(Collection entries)
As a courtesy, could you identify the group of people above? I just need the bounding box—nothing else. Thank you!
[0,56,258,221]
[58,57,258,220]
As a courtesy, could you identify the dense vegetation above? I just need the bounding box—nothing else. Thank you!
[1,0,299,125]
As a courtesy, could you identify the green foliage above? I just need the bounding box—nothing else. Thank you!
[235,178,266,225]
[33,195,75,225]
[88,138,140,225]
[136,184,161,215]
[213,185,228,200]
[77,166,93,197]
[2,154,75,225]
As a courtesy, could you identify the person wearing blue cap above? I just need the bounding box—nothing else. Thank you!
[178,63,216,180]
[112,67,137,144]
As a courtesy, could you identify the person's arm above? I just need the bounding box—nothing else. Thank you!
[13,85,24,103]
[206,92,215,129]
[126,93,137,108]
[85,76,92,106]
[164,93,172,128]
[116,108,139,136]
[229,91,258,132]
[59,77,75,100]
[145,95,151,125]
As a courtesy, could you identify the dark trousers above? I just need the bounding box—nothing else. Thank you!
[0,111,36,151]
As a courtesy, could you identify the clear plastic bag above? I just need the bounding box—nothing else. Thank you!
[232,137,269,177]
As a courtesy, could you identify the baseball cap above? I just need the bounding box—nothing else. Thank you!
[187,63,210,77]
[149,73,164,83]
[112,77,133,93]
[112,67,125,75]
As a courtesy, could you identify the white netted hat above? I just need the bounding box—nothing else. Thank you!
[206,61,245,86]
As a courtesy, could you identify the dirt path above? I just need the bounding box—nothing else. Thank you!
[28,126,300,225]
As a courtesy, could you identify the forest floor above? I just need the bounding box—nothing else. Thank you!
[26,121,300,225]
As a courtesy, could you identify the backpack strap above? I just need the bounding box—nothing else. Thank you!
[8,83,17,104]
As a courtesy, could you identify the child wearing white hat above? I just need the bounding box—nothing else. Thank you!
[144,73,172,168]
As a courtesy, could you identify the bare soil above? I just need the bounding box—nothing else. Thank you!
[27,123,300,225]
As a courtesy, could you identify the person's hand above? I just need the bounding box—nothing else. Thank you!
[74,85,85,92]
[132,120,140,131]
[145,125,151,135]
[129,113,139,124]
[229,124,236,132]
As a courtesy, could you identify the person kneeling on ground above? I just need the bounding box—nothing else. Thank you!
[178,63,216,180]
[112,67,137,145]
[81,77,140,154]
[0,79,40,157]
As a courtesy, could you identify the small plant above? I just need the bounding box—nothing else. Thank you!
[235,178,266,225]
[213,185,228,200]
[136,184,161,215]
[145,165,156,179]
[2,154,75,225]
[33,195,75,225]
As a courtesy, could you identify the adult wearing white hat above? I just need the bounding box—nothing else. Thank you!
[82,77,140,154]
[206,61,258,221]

PROMPT. All of the records above need to be printed again exactly as they appear.

WRITTEN ANSWER.
As a courtesy, could you identify the group of people above? I just need the bounding box—nothing else. Thank you!
[0,56,258,221]
[58,57,258,220]
As a courtesy, could you identify the dense vegetation above? I just need the bounding box—nothing else. Thank you!
[1,0,299,125]
As a courtesy, could you identify the green foliage above? I just need the bounding box—nothing else. Thank you!
[235,178,266,225]
[33,195,75,225]
[88,138,140,225]
[136,184,161,215]
[213,185,228,200]
[77,166,93,197]
[2,154,75,225]
As a courtesy, could you identify the person wearing blue cap above? I just need the bounding box—nothing else. Thank you!
[178,63,216,180]
[112,67,137,144]
As a courtesy, could you identify the person's arm above? I just need the bounding box—nothing else. Thank you!
[13,85,24,103]
[206,92,215,129]
[126,93,137,108]
[85,76,92,106]
[164,93,172,128]
[116,108,139,136]
[229,91,258,132]
[59,77,75,100]
[145,95,151,125]
As a courtesy, could you identify the dark trousers above? I just need the bounding box—nothing else. Thank you!
[0,111,36,151]
As a courtesy, could you identify the clear plastic bag above? I just need the bounding box—nothing else. Thank you!
[232,137,269,177]
As a courtesy, could you identify the baseball cap above? I just need the bounding box—nothing else. Thank you!
[187,63,210,77]
[149,73,164,83]
[112,77,133,93]
[112,67,125,75]
As a courtesy, could you identify the white netted hat above? I just need the bounding box—nothing else. Thank you!
[206,61,245,86]
As a courtesy, could you identify the dirt path above? I just need the bounding box—nothing else. Thank you!
[28,126,300,225]
As a courtesy, could you identify the forest floor above? I just need the bounding box—nothing else. Thank you!
[26,121,300,225]
As a courtesy, could you identify the backpack strap above? I just need the bounding box—nothing else. Thank you!
[8,83,17,104]
As a courtesy, could you identify the child wearing white hat above? I just need the bounding box—nothing else. Thank you!
[144,73,172,168]
As a courtesy, could you identify the bare soil above? I just need the bounding box—nothing else. Thank you!
[27,123,300,225]
As a courtesy, could you identify the person's hand above? I just need the bounding box—nothing else. Thank you!
[74,85,85,92]
[132,120,140,131]
[145,125,151,135]
[129,113,139,124]
[229,124,236,132]
As a courtesy, could you identify the person kneeling on ground above? I just need the bounding box—nothing else. Thank you!
[178,63,216,180]
[112,67,137,145]
[81,77,140,154]
[0,79,40,157]
As a courtesy, could you identify the small plant above? I just need the bounding box—nothing else. Thank you!
[235,178,266,225]
[213,185,228,200]
[136,184,161,215]
[145,165,156,179]
[2,154,75,225]
[33,195,75,225]
As a courtesy, could you identify the adult wearing white hat above? I just need the bounding box—nothing else. Thank you!
[82,77,140,154]
[206,61,258,221]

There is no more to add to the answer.